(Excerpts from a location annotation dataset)

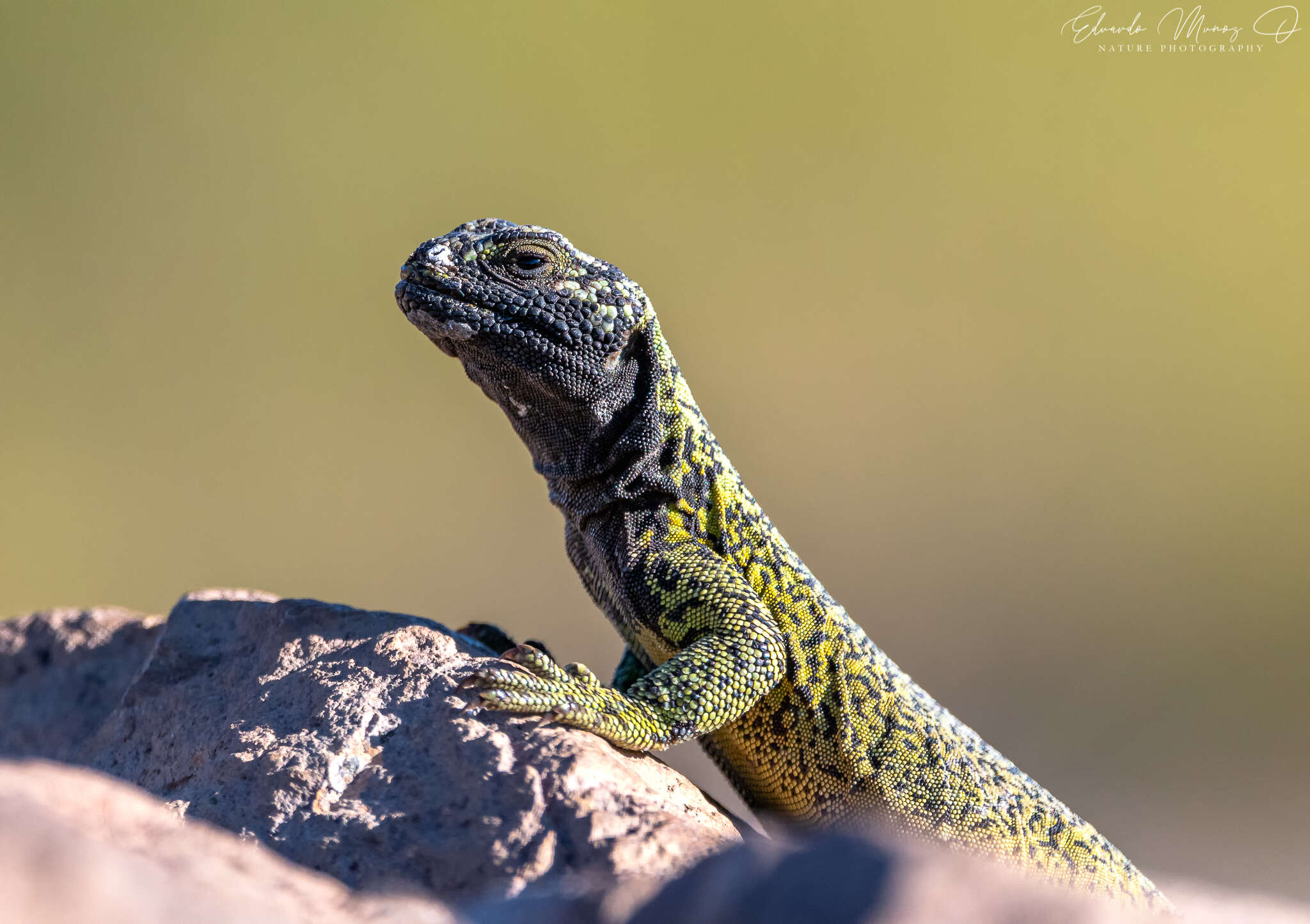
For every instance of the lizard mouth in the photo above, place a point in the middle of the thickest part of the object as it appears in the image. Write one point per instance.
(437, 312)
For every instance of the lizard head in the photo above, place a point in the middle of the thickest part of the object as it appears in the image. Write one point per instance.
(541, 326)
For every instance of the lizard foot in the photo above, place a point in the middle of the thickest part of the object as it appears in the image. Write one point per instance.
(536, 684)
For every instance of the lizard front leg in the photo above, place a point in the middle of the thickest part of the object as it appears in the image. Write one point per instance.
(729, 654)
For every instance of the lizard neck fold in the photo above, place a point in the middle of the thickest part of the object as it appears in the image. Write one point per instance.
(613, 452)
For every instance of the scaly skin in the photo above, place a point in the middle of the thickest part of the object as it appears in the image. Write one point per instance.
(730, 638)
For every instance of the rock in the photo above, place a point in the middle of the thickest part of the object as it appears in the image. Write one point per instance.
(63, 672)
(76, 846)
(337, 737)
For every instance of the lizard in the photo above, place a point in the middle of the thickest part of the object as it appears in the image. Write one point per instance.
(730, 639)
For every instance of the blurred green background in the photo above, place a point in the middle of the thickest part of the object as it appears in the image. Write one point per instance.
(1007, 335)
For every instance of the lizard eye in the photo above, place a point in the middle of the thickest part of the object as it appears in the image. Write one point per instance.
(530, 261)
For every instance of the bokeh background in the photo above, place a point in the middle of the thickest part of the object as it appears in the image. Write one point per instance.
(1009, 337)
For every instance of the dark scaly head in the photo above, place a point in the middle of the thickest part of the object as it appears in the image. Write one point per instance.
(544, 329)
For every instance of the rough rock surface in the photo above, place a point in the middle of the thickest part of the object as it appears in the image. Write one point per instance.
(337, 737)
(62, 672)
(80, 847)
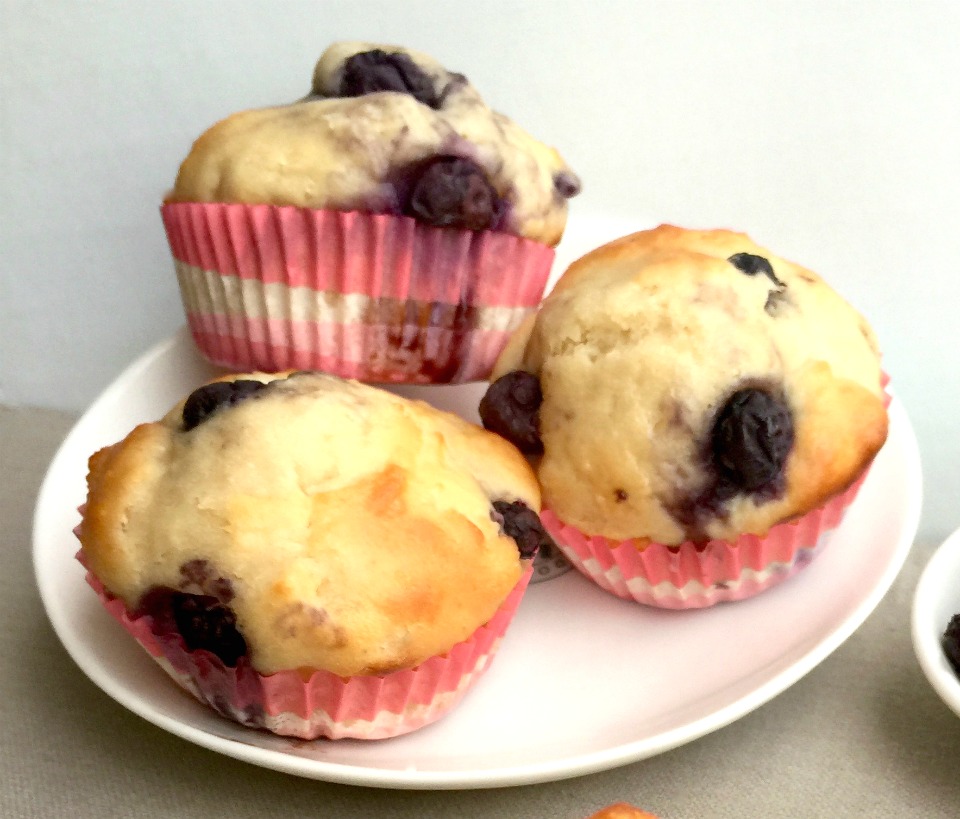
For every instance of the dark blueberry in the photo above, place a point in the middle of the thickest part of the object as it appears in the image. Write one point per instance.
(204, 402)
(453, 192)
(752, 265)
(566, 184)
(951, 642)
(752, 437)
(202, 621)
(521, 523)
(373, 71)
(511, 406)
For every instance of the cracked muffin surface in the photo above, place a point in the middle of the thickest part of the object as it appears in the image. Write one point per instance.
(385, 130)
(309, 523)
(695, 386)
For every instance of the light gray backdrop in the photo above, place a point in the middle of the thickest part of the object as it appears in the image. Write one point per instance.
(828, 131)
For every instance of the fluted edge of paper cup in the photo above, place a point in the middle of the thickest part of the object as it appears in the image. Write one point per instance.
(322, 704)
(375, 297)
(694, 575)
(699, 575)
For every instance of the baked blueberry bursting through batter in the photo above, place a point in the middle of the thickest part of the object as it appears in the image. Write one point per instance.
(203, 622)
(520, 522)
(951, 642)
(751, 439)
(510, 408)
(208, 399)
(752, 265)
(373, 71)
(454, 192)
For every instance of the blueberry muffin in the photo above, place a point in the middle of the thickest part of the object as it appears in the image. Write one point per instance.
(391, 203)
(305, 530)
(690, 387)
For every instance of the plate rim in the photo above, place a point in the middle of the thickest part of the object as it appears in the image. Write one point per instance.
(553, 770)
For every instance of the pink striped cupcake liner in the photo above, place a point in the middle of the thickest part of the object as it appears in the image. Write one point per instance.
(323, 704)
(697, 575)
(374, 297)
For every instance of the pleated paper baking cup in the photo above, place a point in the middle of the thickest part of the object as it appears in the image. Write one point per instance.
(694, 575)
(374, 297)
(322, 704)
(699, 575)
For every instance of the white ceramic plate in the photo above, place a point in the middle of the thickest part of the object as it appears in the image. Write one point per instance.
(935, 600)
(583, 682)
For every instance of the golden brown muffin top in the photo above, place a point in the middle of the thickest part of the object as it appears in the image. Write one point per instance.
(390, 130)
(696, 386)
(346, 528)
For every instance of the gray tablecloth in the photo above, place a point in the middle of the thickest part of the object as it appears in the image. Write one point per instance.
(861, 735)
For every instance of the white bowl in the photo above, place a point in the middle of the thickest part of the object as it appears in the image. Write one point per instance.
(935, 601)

...

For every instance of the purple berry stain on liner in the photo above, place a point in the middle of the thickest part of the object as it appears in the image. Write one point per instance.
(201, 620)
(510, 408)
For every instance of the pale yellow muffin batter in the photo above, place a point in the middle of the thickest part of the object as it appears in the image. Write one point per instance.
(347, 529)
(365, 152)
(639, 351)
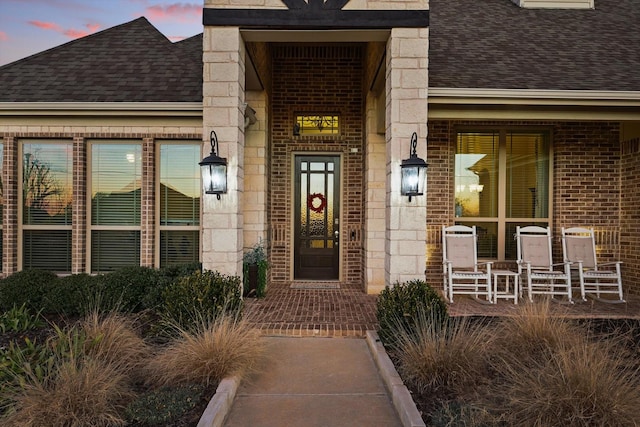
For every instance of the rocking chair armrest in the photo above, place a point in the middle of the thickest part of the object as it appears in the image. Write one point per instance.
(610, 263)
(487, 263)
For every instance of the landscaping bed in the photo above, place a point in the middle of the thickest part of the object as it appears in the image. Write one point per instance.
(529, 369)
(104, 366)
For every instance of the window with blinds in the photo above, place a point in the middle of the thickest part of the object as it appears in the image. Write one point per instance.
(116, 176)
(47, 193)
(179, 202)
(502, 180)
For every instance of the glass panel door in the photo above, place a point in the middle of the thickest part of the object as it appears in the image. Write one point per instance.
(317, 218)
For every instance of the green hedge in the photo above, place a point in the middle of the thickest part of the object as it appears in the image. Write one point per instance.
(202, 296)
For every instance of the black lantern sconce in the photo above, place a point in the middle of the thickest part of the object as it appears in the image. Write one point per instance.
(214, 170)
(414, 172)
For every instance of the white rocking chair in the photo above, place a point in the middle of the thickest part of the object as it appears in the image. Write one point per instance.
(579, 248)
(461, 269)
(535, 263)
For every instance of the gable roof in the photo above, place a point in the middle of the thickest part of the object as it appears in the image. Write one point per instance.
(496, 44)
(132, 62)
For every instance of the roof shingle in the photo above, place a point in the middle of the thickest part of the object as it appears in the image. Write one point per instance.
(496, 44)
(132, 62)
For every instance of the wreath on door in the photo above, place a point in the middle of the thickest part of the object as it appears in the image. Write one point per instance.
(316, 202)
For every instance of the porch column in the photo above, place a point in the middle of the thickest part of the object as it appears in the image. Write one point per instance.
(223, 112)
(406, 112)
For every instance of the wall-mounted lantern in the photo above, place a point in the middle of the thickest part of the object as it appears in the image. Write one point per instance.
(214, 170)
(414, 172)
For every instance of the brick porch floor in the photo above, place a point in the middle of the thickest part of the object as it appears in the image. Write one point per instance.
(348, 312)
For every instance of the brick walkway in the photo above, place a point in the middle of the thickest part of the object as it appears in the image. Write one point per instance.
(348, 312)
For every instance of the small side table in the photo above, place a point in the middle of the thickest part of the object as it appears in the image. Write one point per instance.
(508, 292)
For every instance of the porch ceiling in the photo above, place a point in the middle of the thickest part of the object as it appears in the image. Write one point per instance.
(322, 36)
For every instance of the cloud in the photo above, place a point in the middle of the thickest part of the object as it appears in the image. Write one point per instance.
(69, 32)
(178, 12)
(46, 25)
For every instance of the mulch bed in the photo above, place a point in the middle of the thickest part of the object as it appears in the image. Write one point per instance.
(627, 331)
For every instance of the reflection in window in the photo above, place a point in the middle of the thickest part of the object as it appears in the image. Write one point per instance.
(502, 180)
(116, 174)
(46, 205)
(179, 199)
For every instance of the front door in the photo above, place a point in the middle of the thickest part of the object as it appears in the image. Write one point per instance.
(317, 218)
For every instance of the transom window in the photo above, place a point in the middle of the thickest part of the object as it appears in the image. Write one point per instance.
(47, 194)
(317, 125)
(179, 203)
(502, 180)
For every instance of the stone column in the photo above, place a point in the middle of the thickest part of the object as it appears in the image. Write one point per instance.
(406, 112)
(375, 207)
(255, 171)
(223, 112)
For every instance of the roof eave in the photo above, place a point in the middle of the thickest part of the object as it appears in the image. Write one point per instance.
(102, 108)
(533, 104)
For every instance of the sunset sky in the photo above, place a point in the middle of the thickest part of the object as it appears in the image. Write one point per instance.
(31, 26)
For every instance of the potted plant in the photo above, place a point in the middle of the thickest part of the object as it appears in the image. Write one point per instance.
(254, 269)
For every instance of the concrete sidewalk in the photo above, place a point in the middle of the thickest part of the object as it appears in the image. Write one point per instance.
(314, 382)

...

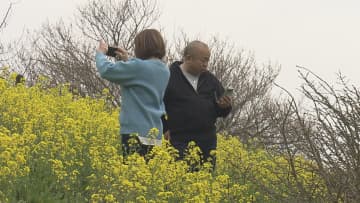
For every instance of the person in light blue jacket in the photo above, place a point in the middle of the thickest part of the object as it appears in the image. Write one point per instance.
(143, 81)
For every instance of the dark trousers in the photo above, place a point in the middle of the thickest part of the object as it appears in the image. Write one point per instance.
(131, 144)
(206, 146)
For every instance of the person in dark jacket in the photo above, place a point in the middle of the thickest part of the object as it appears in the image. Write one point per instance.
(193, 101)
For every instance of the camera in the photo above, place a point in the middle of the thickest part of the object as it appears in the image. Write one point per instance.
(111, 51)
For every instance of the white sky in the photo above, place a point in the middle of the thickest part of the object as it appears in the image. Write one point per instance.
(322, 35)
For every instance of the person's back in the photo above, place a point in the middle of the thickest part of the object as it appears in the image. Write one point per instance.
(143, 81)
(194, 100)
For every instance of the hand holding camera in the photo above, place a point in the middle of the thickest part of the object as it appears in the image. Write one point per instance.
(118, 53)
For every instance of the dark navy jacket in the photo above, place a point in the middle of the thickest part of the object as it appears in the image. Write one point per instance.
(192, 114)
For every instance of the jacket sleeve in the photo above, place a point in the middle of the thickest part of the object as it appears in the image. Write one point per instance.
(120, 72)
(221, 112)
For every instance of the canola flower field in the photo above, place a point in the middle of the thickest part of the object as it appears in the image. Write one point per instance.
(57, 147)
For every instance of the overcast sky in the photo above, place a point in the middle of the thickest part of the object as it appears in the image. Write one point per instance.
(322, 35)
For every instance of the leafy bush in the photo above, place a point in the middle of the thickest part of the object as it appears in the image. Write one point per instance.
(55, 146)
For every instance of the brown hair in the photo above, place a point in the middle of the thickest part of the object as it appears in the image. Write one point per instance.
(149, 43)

Problem:
Format the listing lines as a JSON list of strings, one string per line, omitting blank lines. Begin with the line containing "For every instance of the rock in" and end after the line containing "(1007, 335)".

Solved exercise:
[
  "For every instance of the rock in the photo above, place a point in the middle of the thickest part of the object as it appears in the image. Write one point per instance.",
  "(63, 672)",
  "(76, 846)",
  "(337, 737)",
  "For every instance of the lizard in the photo above, place a point in the middle of the thickest part of the object as it appears in the image. Write one point per instance.",
  "(730, 639)",
  "For every instance of the blurred green background in the photo above, place a point in the middle of the thickest part of the object as it appears in the image. Write one point per instance.",
  "(1007, 335)"
]